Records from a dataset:

======

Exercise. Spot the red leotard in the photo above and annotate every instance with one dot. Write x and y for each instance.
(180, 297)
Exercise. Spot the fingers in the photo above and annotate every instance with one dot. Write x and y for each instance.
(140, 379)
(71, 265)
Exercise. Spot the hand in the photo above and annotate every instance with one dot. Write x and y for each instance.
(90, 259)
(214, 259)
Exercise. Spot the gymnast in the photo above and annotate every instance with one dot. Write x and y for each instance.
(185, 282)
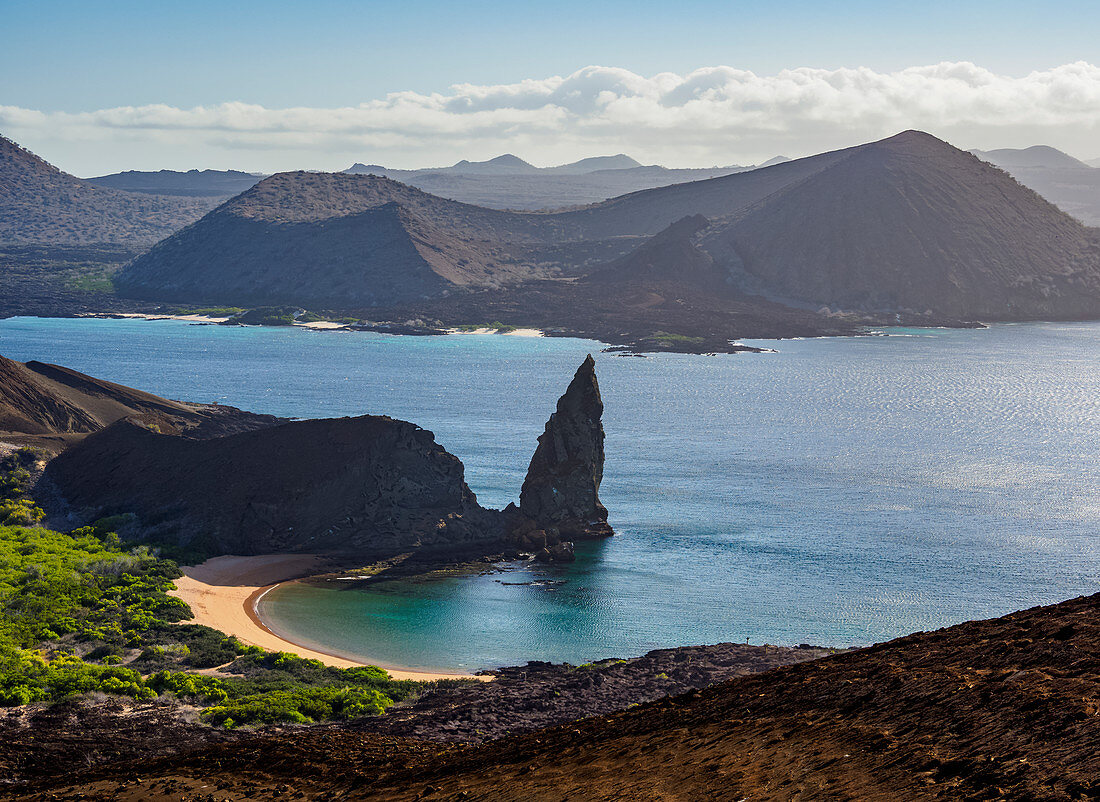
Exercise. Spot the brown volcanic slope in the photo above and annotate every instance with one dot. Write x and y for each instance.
(55, 403)
(41, 205)
(905, 226)
(1004, 709)
(913, 224)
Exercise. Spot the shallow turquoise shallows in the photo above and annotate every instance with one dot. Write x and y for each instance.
(842, 491)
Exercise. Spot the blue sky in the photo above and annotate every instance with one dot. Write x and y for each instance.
(88, 56)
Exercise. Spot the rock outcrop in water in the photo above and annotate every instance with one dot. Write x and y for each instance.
(369, 486)
(562, 485)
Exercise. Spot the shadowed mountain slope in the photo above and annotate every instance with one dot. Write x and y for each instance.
(355, 241)
(43, 399)
(1034, 156)
(1069, 184)
(370, 485)
(42, 205)
(908, 226)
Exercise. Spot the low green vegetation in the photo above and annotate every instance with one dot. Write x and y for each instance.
(267, 316)
(210, 311)
(92, 281)
(81, 613)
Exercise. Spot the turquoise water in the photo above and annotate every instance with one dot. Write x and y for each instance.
(842, 491)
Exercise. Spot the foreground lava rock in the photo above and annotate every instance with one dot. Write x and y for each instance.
(562, 485)
(367, 487)
(993, 710)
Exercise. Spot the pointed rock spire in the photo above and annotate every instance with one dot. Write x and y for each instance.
(562, 484)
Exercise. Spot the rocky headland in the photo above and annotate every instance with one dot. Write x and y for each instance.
(219, 481)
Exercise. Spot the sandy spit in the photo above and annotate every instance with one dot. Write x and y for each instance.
(222, 594)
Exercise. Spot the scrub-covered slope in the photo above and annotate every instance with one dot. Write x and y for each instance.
(40, 205)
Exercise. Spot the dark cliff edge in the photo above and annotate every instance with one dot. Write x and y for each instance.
(367, 487)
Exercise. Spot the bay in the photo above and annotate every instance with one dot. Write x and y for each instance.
(838, 492)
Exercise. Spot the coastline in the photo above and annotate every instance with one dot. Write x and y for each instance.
(222, 594)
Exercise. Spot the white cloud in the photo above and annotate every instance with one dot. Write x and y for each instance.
(711, 116)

======

WORK REQUIRED: Please repeat the lines above exactly, beginning with the line that contains "Exercise. Spot the white" and ending with the final one.

FINAL ANSWER:
Exercise. Spot the white cloud in the photo above and annotate every instance with one dot. Write x and y for each instance.
(711, 116)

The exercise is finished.